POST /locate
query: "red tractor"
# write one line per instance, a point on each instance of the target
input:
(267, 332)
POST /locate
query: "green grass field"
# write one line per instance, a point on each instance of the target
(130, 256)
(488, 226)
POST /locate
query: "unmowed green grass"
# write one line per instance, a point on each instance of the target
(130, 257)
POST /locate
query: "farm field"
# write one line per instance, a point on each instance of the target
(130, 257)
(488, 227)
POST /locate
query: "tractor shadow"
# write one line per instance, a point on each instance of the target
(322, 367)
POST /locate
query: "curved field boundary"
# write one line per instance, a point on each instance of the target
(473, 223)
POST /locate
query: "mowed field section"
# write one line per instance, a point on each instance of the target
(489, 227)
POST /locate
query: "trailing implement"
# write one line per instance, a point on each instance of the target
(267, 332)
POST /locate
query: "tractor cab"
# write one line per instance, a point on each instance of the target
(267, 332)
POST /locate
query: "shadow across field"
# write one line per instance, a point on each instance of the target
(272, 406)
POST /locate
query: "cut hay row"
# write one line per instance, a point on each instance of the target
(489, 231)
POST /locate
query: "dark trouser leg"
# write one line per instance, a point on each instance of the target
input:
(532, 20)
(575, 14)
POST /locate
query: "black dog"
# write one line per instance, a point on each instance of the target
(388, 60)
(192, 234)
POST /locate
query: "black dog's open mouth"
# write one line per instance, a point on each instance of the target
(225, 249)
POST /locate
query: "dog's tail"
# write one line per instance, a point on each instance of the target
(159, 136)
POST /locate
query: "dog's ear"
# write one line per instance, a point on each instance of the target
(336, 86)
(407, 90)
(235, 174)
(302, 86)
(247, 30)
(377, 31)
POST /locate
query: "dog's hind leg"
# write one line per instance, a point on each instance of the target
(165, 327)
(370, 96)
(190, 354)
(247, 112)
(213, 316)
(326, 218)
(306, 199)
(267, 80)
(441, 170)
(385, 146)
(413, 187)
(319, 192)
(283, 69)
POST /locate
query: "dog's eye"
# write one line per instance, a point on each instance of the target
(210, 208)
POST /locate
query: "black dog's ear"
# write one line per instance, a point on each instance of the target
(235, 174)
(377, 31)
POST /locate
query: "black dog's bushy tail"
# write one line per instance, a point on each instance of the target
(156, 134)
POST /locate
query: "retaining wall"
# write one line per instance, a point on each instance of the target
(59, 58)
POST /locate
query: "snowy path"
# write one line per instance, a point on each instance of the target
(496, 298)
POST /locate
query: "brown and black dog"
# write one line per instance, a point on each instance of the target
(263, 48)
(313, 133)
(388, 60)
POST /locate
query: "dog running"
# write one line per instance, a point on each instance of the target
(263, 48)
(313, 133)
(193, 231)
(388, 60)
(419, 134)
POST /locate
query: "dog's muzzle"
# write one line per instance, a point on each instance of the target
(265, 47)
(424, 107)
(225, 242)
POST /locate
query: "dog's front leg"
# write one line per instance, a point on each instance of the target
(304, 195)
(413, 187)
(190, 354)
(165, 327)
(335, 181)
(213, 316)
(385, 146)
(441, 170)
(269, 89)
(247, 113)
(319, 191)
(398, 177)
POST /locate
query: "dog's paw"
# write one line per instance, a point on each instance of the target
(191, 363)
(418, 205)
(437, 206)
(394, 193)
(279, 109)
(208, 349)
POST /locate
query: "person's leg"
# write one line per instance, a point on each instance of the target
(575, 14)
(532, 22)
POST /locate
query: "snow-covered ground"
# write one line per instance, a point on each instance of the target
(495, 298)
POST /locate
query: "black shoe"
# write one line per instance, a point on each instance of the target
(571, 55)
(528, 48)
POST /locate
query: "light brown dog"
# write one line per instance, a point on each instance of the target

:::::

From the listing above, pick out each line where the word "tractor" appears.

query: "red tractor"
query: "tractor shadow"
query: "tractor cab"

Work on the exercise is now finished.